EXTRACTED MATERIAL below:
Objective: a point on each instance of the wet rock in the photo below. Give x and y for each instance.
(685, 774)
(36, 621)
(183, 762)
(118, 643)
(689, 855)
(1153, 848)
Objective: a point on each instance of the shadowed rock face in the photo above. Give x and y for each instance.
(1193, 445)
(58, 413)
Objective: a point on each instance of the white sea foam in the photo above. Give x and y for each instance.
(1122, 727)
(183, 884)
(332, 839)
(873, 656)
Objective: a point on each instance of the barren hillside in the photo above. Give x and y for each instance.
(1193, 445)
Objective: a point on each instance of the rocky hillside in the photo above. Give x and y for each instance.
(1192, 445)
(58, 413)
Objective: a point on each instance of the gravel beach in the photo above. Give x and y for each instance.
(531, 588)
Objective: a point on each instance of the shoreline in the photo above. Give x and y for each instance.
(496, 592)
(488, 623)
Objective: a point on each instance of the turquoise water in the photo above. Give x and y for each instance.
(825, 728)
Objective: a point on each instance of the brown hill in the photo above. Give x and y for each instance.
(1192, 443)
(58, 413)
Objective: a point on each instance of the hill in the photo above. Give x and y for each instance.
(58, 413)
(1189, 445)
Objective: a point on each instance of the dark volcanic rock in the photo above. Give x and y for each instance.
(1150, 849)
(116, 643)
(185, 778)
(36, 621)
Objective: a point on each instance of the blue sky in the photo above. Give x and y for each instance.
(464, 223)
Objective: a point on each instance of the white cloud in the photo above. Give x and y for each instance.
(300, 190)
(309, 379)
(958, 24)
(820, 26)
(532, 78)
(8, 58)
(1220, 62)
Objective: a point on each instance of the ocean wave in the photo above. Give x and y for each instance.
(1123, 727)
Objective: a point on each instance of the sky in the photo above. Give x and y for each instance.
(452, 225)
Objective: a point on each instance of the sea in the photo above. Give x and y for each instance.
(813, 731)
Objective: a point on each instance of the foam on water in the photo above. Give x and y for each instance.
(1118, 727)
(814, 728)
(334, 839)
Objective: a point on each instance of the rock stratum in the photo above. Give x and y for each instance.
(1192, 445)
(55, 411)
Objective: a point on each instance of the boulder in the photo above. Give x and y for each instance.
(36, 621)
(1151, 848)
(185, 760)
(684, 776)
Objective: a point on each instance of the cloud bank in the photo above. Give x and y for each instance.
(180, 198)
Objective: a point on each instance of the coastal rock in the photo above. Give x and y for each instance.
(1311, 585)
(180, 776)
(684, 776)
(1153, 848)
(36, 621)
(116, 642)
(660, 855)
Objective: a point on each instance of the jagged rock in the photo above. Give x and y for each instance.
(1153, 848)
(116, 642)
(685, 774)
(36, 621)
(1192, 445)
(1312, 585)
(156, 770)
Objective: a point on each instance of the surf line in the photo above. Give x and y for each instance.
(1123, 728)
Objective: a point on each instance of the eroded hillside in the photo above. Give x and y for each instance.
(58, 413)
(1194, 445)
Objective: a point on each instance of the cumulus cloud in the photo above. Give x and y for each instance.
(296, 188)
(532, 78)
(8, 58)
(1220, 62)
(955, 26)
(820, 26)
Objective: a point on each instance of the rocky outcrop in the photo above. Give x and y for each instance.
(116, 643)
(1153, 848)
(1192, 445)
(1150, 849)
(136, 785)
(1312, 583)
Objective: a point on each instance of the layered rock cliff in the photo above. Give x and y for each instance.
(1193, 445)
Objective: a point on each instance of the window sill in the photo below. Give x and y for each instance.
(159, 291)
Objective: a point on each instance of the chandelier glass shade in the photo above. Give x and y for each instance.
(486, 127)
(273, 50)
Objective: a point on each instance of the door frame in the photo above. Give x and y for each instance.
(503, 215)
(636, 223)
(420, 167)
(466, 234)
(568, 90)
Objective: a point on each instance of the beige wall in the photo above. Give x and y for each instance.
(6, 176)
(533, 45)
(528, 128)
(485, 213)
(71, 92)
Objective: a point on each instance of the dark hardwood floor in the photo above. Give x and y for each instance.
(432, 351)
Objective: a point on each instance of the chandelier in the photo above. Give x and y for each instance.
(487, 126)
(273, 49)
End of EXTRACTED MATERIAL.
### WORK TO BE COMPLETED:
Set down every record once more, exactly as written.

### WRITTEN SOLUTION:
Objective: a point on each instance of the wet rock in the photo below. Give x and y for each instance.
(685, 774)
(36, 621)
(183, 762)
(118, 643)
(689, 855)
(1153, 848)
Objective: a point on each instance of the shadowed rock face in the photo above. Give x and y for each instance.
(1193, 445)
(58, 413)
Objective: a point on each instance of the white sea foam in the photo above. Give x and y for each instance.
(1122, 727)
(183, 884)
(332, 839)
(873, 656)
Objective: a point on each instance of the barren hillside in the photo above. Give x and y for each instance.
(1193, 445)
Objective: a point on each instance of the rocky hillside in the photo above. Give x and y for each instance.
(1192, 445)
(58, 413)
Objective: a point on each instance of the gravel beach in the photo above. Give x and y for each instance.
(531, 588)
Objective: a point on each instance of the shoreline in the photo above. Give x and y for each instance.
(496, 592)
(488, 623)
Objective: a point on each instance of the turquoise water in the photo above. Give x and y for each instance.
(825, 728)
Objective: a point on each instance of the brown hill in the photo above. Give x and y for each instance.
(1192, 443)
(58, 413)
Objective: a point on each instance of the hill in the photo above. Give x and y for each instance.
(58, 413)
(1189, 445)
Objective: a point on each instance of the dark volcanic rock in the photo above. Give x and y for each instance.
(1150, 849)
(116, 643)
(185, 778)
(36, 621)
Objective: a point on each instance of the blue sky in the photo above. Give x and y for each instance.
(464, 223)
Objective: a point on each instance of the white cloud in the photo above. Give x and y for each instance.
(300, 190)
(309, 379)
(958, 24)
(820, 26)
(532, 78)
(8, 58)
(1220, 62)
Objective: a point on each instance of the ocean wave in the photo above. Give x and y for each instance.
(1123, 727)
Objective: a point on each instance of the sky in the photo above. Give x and y for each instance.
(452, 225)
Objective: a point on each instance of the sea in the photo above. Give x and y for each instance.
(813, 731)
Objective: a point on each instance of the foam on water in the photo above. Give x and y for each instance.
(1118, 727)
(814, 728)
(334, 839)
Objective: a point on each instance of the rock stratum in the photo above. Give x and y for each instance.
(1192, 445)
(55, 411)
Objective: a point on each instance of the boulder in the photo above. Give x and y for each instance.
(36, 621)
(1151, 848)
(185, 760)
(684, 776)
Objective: a point on each instance of the cloud bank in the photo above. Give x and y for each instance.
(180, 198)
Objective: a point on each instance of the coastal rock in the photo above. Give x and y for each instance.
(1311, 585)
(180, 776)
(684, 776)
(1153, 848)
(36, 621)
(116, 642)
(660, 855)
Objective: a point on each instance of the jagged rock in the photo above. Give x and y for each instance.
(1153, 848)
(116, 642)
(685, 774)
(36, 621)
(1192, 445)
(1312, 585)
(156, 770)
Objective: a point on each instance of the surf line in the photo above. Give x and y for each instance.
(1123, 728)
Objective: a point on each instance of the eroded hillside in the photo above. Give x and y for each instance.
(58, 413)
(1194, 445)
Objective: a point on each instance of the cumulus cloud in the photo above. Give x and y for each instance.
(296, 188)
(532, 78)
(8, 58)
(1220, 62)
(955, 26)
(820, 26)
Objective: a point on each instance of the rocky outcrop in the photo above. Give x and y for each instance.
(116, 643)
(1153, 848)
(1192, 445)
(1150, 849)
(136, 785)
(1312, 583)
Objective: a point on each instance of the layered rock cliff in the photo above. Give x and y for each instance.
(1193, 445)
Objective: a point on each instance of the window sill in the photo below. Give x and y for each instance.
(159, 291)
Objective: a point on each instance of the chandelier glass shade in the photo above. Give x and y for each instance.
(486, 127)
(273, 50)
Objective: a point on each instance of the door frame in the photo above. Give x and y for each instance.
(503, 215)
(636, 223)
(420, 167)
(466, 234)
(568, 90)
Objective: a point on each instance of the beige wall in the photo above. Give x and y for each instance.
(6, 176)
(533, 45)
(528, 128)
(485, 213)
(71, 92)
Objective: a point on each instance of the dark hardwood floor in the photo above. Give x and y for each instance.
(432, 351)
Objective: a point on each instance of the chandelier in the photo above. Give x and y for each instance.
(487, 126)
(273, 49)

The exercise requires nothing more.